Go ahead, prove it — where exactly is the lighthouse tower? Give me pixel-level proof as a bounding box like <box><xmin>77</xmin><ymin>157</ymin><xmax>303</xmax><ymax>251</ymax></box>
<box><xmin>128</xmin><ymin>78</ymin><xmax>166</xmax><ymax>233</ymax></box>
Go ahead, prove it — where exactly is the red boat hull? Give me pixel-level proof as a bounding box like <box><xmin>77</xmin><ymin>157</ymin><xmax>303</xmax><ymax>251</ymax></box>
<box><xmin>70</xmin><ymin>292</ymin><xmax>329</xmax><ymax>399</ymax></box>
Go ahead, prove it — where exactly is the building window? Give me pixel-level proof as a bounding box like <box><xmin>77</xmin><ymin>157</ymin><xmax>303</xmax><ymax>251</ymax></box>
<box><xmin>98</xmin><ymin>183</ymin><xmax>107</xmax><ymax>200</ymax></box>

+-------+

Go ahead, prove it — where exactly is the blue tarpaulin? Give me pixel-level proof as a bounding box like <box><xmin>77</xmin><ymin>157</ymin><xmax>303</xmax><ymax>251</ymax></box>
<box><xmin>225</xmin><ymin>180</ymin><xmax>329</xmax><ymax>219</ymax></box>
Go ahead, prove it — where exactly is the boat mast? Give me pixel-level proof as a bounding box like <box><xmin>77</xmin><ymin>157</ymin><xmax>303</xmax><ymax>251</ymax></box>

+-------+

--- TASK PROMPT ---
Can you give the entries again, starting with the line that contains "Go ahead, prove it — where exactly is the blue" and going on through the line that contains "Go ahead, prove it — where exactly is the boat", swapping "pixel-level proof" for "pixel-precise proof" and leaving everything else unchanged?

--- THE REPLY ---
Go ahead, prove it — where exactly is the blue tarpaulin? Give me pixel-precise proof as a bounding box like <box><xmin>77</xmin><ymin>157</ymin><xmax>303</xmax><ymax>251</ymax></box>
<box><xmin>225</xmin><ymin>180</ymin><xmax>329</xmax><ymax>219</ymax></box>
Go ahead, prove it — where exactly is the boat mast? Give me pixel-precise proof as a bounding box like <box><xmin>77</xmin><ymin>157</ymin><xmax>303</xmax><ymax>251</ymax></box>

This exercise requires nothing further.